## BRIEF
Please copy out the following lines word for word, with nothing added, dropped, or changed.

## INPUT ROWS
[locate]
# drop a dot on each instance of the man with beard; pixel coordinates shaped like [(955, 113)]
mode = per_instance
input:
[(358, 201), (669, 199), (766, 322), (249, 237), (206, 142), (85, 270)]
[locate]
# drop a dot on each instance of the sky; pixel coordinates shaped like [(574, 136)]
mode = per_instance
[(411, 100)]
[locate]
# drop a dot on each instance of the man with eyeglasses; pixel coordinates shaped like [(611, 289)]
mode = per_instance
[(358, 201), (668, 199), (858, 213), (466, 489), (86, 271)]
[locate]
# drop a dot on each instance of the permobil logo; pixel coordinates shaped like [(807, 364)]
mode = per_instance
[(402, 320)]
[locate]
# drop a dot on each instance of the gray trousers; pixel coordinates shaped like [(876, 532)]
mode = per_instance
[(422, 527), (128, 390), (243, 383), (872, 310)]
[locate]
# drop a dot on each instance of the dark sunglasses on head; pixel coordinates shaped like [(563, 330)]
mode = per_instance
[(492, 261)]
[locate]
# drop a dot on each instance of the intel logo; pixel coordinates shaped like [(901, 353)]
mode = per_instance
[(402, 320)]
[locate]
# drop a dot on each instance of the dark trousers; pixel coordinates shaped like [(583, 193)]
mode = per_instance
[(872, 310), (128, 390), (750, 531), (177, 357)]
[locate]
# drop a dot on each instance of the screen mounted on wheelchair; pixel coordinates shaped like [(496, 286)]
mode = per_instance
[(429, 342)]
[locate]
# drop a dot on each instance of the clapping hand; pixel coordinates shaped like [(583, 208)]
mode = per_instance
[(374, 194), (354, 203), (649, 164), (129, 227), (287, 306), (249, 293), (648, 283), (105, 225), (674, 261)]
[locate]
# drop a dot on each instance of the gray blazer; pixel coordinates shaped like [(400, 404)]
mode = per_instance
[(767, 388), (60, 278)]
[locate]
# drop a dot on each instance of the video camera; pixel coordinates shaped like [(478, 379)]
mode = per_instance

## ANSWER TO THIS TASK
[locate]
# drop a dot on each instance of the man with beard; pixel coordinates shaped like [(955, 113)]
mode = per_instance
input:
[(358, 201), (669, 199), (766, 322), (249, 237), (206, 142), (85, 270)]
[locate]
# drop a dot on each instance of the sky; pixel coordinates shaped like [(574, 136)]
mode = per_instance
[(411, 100)]
[locate]
# drop a dot on each instance of the man with eyeglasses; pixel coordinates shaped like [(611, 289)]
mode = per_instance
[(358, 201), (668, 199), (858, 213), (466, 489), (86, 271)]
[locate]
# drop a dot on each instance of the permobil logo; pixel coordinates shaped like [(807, 364)]
mode = per_instance
[(402, 320)]
[locate]
# drop a dot on each instance of the gray trousers; pixel coordinates shaped like [(876, 532)]
mode = per_instance
[(422, 527), (128, 390), (243, 383), (872, 310)]
[locate]
# drop a dot on each instance of the dark sunglasses on head; pixel coordinates shaped like [(563, 330)]
mode = per_instance
[(492, 261)]
[locate]
# drop a dot on each instance of the intel logo; pixel coordinates shaped like [(901, 353)]
mode = per_instance
[(402, 320)]
[locate]
# drop a dot on each instance of the dark trousers; pixel coordinates shaped like [(583, 193)]
mode = per_instance
[(872, 310), (128, 390), (750, 531), (177, 357)]
[locate]
# drop a dot on each instance of the screen mounted on wheelchair; pixel coordinates shaped like [(496, 286)]
mode = per_instance
[(429, 342)]
[locate]
# drop a dot on each instance of the clapping hand; pixel coordinates shaped like [(583, 208)]
mode = per_instance
[(374, 194), (354, 203), (649, 164), (129, 227), (287, 306), (249, 293), (648, 283), (105, 225), (674, 261)]
[locate]
# drop a dot on each instance of the gray blazer; pixel coordinates shaped like [(400, 404)]
mode = per_instance
[(767, 388), (60, 278)]
[locate]
# drop a dot on each instance of the video camera; pixel coordinates shaped like [(478, 379)]
mode = per_instance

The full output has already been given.